Task instructions – Transcribe every entry word for word. Skip the pictures.

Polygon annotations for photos

▼▼▼

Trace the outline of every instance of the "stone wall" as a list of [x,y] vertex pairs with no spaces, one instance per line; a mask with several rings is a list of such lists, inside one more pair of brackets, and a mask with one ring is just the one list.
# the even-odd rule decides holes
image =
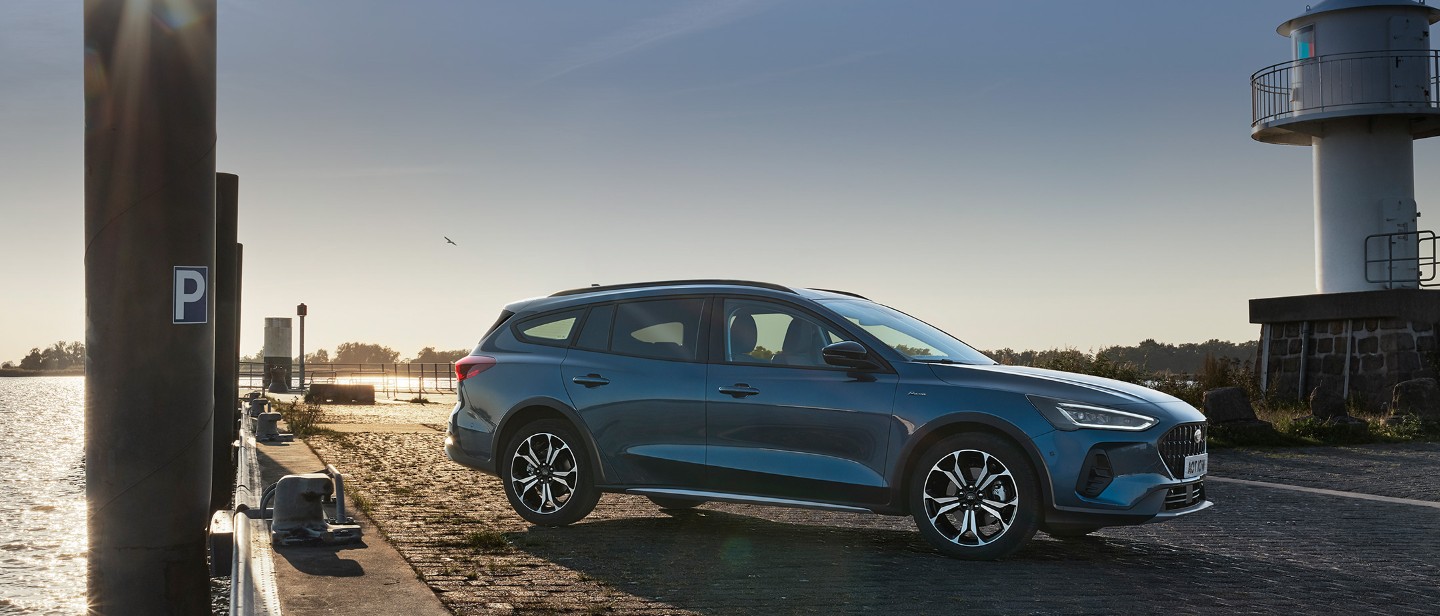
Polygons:
[[[1266,331],[1269,330],[1269,332]],[[1269,334],[1269,358],[1266,335]],[[1440,344],[1434,322],[1395,318],[1292,321],[1261,328],[1260,357],[1266,393],[1280,400],[1303,400],[1322,383],[1346,387],[1348,399],[1367,410],[1384,410],[1395,383],[1436,377]],[[1348,353],[1346,353],[1348,351]],[[1302,387],[1303,366],[1303,387]]]

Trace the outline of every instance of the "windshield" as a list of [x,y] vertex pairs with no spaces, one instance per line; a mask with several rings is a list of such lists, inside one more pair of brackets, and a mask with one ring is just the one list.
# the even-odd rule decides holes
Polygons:
[[984,353],[924,321],[864,299],[828,299],[825,307],[914,361],[994,364]]

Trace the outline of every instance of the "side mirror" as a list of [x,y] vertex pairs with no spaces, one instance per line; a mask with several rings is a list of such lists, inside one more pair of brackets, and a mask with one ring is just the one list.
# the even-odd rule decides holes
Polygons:
[[870,351],[860,343],[852,340],[845,340],[827,345],[819,350],[821,355],[825,357],[825,363],[831,366],[840,366],[845,368],[861,368],[871,370],[878,368],[880,364],[870,358]]

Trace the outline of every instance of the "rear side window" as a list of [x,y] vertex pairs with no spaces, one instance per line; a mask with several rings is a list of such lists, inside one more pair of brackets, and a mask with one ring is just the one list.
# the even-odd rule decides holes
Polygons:
[[543,314],[516,324],[516,332],[526,343],[563,347],[570,341],[579,320],[580,311]]
[[585,318],[585,328],[575,345],[588,351],[603,351],[611,345],[611,321],[615,320],[615,305],[590,308],[590,315]]
[[615,308],[611,351],[694,361],[700,348],[700,317],[704,307],[703,298],[619,304]]

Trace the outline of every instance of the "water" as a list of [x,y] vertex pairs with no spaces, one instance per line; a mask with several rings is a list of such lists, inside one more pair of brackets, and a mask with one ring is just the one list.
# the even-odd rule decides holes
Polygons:
[[85,379],[0,379],[0,615],[85,612]]

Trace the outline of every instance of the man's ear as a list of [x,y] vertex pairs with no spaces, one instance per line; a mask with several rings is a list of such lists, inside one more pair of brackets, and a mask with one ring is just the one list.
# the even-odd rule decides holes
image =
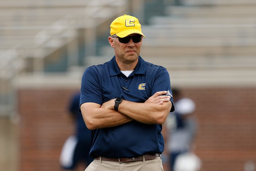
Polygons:
[[108,42],[110,46],[112,47],[115,47],[115,43],[114,43],[114,38],[111,36],[108,37]]

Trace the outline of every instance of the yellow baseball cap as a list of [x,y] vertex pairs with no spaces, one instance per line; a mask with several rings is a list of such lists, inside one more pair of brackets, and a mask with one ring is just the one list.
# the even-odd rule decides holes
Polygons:
[[141,32],[141,25],[134,17],[124,15],[116,18],[110,25],[110,35],[121,38],[137,33],[145,37]]

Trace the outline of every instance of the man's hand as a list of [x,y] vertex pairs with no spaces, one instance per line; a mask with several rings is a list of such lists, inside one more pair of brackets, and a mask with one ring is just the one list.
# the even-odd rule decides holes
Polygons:
[[167,93],[166,91],[157,91],[153,96],[148,98],[145,103],[153,103],[157,104],[162,104],[164,102],[170,101],[171,96],[167,95],[163,95]]

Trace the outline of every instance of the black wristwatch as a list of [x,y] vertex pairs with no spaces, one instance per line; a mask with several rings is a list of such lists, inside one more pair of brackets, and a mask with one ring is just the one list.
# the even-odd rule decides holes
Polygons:
[[119,106],[119,104],[122,102],[122,101],[123,99],[119,97],[117,97],[115,100],[114,109],[117,111],[118,111],[118,107]]

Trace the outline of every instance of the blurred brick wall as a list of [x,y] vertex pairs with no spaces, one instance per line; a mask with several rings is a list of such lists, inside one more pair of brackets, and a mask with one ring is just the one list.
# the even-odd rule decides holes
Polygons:
[[76,90],[19,90],[20,170],[60,170],[59,160],[61,148],[75,129],[68,109]]
[[[76,90],[19,90],[20,171],[60,170],[61,148],[74,129],[67,105]],[[246,162],[256,161],[256,88],[181,90],[196,104],[202,171],[242,171]]]

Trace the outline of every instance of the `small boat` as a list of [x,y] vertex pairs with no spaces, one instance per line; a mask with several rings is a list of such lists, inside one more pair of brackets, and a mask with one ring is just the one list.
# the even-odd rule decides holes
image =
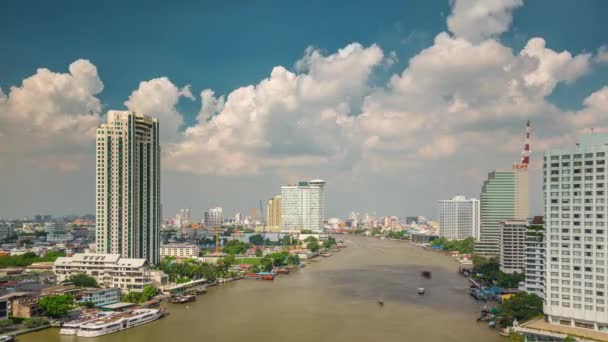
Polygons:
[[171,299],[169,299],[169,302],[173,303],[173,304],[183,304],[183,303],[193,302],[195,300],[196,300],[195,296],[188,295],[188,296],[175,296],[175,297],[172,297]]

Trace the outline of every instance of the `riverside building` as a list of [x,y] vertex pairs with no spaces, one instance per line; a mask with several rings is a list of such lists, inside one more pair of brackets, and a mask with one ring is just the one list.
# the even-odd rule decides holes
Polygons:
[[546,302],[550,323],[608,330],[608,134],[545,152]]
[[324,186],[317,179],[281,187],[281,231],[323,230]]
[[479,201],[456,196],[439,201],[439,236],[462,240],[479,235]]
[[97,129],[96,252],[160,261],[158,120],[109,111]]
[[527,220],[500,223],[500,270],[504,273],[523,273],[526,262]]

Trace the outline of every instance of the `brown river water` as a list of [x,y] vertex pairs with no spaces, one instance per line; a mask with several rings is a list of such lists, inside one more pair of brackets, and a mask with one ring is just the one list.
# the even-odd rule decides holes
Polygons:
[[[348,247],[274,281],[240,280],[196,302],[163,304],[170,315],[83,338],[58,329],[20,342],[501,341],[476,322],[481,303],[450,257],[406,242],[338,236]],[[431,279],[420,276],[432,272]],[[417,289],[424,287],[420,296]],[[379,298],[384,306],[379,306]]]

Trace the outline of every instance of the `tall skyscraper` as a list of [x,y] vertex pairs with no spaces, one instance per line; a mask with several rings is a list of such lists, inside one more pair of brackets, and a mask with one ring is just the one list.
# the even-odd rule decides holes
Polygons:
[[109,111],[97,129],[97,253],[160,261],[158,120]]
[[549,322],[608,330],[608,134],[545,152],[546,273]]
[[495,170],[488,174],[481,188],[479,240],[475,253],[486,257],[500,254],[500,225],[508,220],[525,220],[530,215],[528,165],[530,164],[530,121],[526,124],[526,140],[520,163],[511,170]]
[[281,230],[323,229],[325,181],[311,180],[281,187]]
[[203,213],[203,225],[205,228],[211,229],[222,225],[222,207],[210,208]]
[[500,270],[523,273],[526,263],[526,233],[528,220],[508,220],[500,223]]
[[266,205],[266,226],[269,231],[281,229],[281,195],[268,200]]
[[455,196],[439,201],[439,235],[448,239],[479,238],[479,201]]

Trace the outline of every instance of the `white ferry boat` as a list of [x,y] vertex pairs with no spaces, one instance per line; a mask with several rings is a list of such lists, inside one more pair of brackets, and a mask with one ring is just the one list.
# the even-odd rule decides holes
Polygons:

▲▲▲

Response –
Trace the outline of every instance of the "stone wall" as a list of [x,y] vertex pairs with no spaces, one instance per line; a mask with several rings is a list of such lists, inside one more pair of brackets, and a mask with one ring is just the one list.
# the even-odd rule decides holes
image =
Polygons:
[[[1266,331],[1269,330],[1269,332]],[[1269,334],[1269,358],[1266,335]],[[1440,344],[1434,322],[1395,318],[1292,321],[1261,328],[1260,357],[1266,393],[1280,400],[1303,400],[1322,383],[1346,387],[1348,399],[1367,410],[1384,410],[1395,383],[1436,377]],[[1348,353],[1346,353],[1348,351]],[[1302,387],[1303,366],[1303,387]]]

Trace the outline of every instance of the "windshield" as a list of [x,y] vertex pairs with no spaces, one instance per line; a mask with several rings is a list of such lists, inside one more pair of brackets, and a mask with one ring is just the one list.
# the even-odd rule decides holes
Polygons:
[[984,353],[924,321],[864,299],[828,299],[825,307],[914,361],[994,364]]

Trace the outline of every instance of the "side mirror" as a list of [x,y] vertex pairs with no spaces, one instance per line; a mask with several rings is a list of such lists, inside one more pair of brackets, and a mask with one ring is just the one list.
# the even-odd rule decides holes
Polygons:
[[870,351],[860,343],[852,340],[845,340],[827,345],[819,350],[821,355],[825,357],[825,363],[831,366],[840,366],[845,368],[861,368],[871,370],[878,368],[880,364],[870,358]]

Trace the outline of every instance of the "rear side window" as a list of [x,y] vertex pairs with no spaces, one instance per line; a mask with several rings is a list of such lists, inside one more pair of brackets, and a mask with one ring is just the one list.
# the even-odd rule decides holes
Polygons:
[[543,314],[516,324],[516,332],[526,343],[563,347],[570,341],[579,320],[580,311]]
[[585,318],[585,328],[575,345],[588,351],[603,351],[611,345],[611,321],[615,320],[615,305],[590,308],[590,315]]
[[615,308],[611,351],[694,361],[700,348],[700,317],[704,307],[703,298],[619,304]]

Trace the outline of every instance of the "water" as a list of [x,y] vertex pairs with no spaces, one instance per line; a mask with several rings is a list of such lists, inside one more pair of brackets, and a mask with one ring is just the one list.
# the even-odd rule decides holes
Polygons:
[[85,379],[0,379],[0,615],[85,612]]

Trace the outline of every instance of the man's ear as a list of [x,y] vertex pairs with no spaces, one instance per line; a mask with several rings is a list of such lists, inside one more pair of brackets, and a mask with one ring is just the one list.
# the even-odd rule decides holes
image =
Polygons:
[[108,42],[110,46],[112,47],[115,47],[115,43],[114,43],[114,38],[111,36],[108,37]]

Trace the outline of every instance of the yellow baseball cap as a list of [x,y] vertex pairs with no spaces, one instance per line; a mask with several rings is a list of such lists, inside one more pair of brackets, and a mask with one ring is just the one list.
# the even-odd rule decides holes
Polygons:
[[141,32],[141,25],[134,17],[124,15],[116,18],[110,25],[110,35],[121,38],[137,33],[145,37]]

Trace the outline of every instance of the man's hand as a list of [x,y] vertex pairs with no spaces, one instance per line; a mask with several rings is a list of such lists, inside one more pair of brackets, and a mask with one ring is just the one list.
# the even-odd rule decides holes
Polygons:
[[167,93],[166,91],[157,91],[153,96],[148,98],[145,103],[153,103],[157,104],[162,104],[164,102],[170,101],[171,96],[167,95],[163,95]]

Trace the outline of every instance of the black wristwatch as a list of [x,y] vertex pairs with no spaces, one instance per line; a mask with several rings is a list of such lists, inside one more pair of brackets, and a mask with one ring is just the one list.
# the even-odd rule decides holes
Polygons:
[[119,106],[119,104],[122,102],[122,101],[123,99],[119,97],[117,97],[115,100],[114,109],[117,111],[118,111],[118,107]]

Trace the outline of every instance of the blurred brick wall as a list of [x,y] vertex pairs with no spaces, one instance per line; a mask with several rings is a list of such lists, inside one more pair of brackets, and a mask with one ring is just the one list.
# the even-odd rule decides holes
Polygons:
[[76,90],[19,90],[20,170],[60,170],[59,160],[61,148],[75,129],[68,109]]
[[[76,90],[19,90],[20,171],[60,170],[61,148],[74,129],[67,105]],[[246,162],[256,161],[256,88],[181,90],[196,104],[202,171],[242,171]]]

Trace the outline of every instance of the `small boat` as a list of [x,y] vertex pairs with no spaces, one instance per line; a mask with several rings is a list of such lists, inside one more pair of brackets, and a mask with one ring is just the one list.
# the even-odd rule decides holes
image =
Polygons:
[[171,299],[169,299],[169,302],[173,303],[173,304],[183,304],[183,303],[193,302],[195,300],[196,300],[195,296],[188,295],[188,296],[175,296],[175,297],[172,297]]

Trace the outline of every instance of the `riverside building` as a list of [x,y] vertex pairs with no spaces, one instance per line; a mask with several rings is a list of such lists, inside one more pair of brackets, and a mask with one ring is just the one list.
# the even-odd rule decides holes
Polygons:
[[546,302],[550,323],[608,330],[608,134],[545,152]]
[[324,186],[317,179],[281,187],[281,231],[323,230]]
[[479,201],[456,196],[439,201],[439,236],[462,240],[479,235]]
[[97,129],[96,252],[160,261],[158,120],[109,111]]
[[527,220],[500,223],[500,270],[504,273],[523,273],[526,262]]

Trace the outline of every instance of the `brown river water` as a list of [x,y] vertex pairs with no spaces, one instance per line; a mask with several rings is a list of such lists, inside one more pair of brackets, and a mask with one ring is just the one list.
# the even-odd rule decides holes
Polygons:
[[[348,247],[274,281],[240,280],[196,302],[163,304],[170,315],[83,338],[58,329],[20,342],[501,341],[476,322],[481,303],[450,257],[406,242],[338,236]],[[431,279],[420,276],[432,272]],[[417,289],[424,287],[420,296]],[[379,298],[384,306],[379,306]]]

Trace the outline of every instance of the `tall skyscraper` as a list of [x,y] vertex pairs with no spaces, one instance per line; a mask with several rings is a list of such lists, inside one more pair of brackets, and a mask with one ring is just the one list.
# the even-odd rule decides holes
Polygons:
[[109,111],[97,129],[97,253],[160,261],[158,120]]
[[549,322],[608,330],[608,134],[545,152],[546,273]]
[[495,170],[488,174],[481,188],[479,240],[475,253],[486,257],[500,254],[500,225],[508,220],[525,220],[530,215],[528,165],[530,164],[530,121],[526,124],[526,140],[520,163],[511,170]]
[[281,230],[323,229],[325,181],[311,180],[281,187]]
[[203,213],[203,225],[205,228],[211,229],[222,225],[222,207],[210,208]]
[[500,270],[523,273],[526,263],[526,233],[528,220],[508,220],[500,223]]
[[266,205],[266,226],[269,231],[281,229],[281,195],[268,200]]
[[455,196],[439,201],[439,235],[448,239],[479,238],[479,201]]

Trace the outline of every instance of the `white ferry boat` as a list of [x,y] vertex pairs with no spaces, one instance per line; a mask with several rings is a list of such lists, inside one more pair of brackets, and a mask with one ring is just the one list.
# the even-odd rule decides holes
Polygons:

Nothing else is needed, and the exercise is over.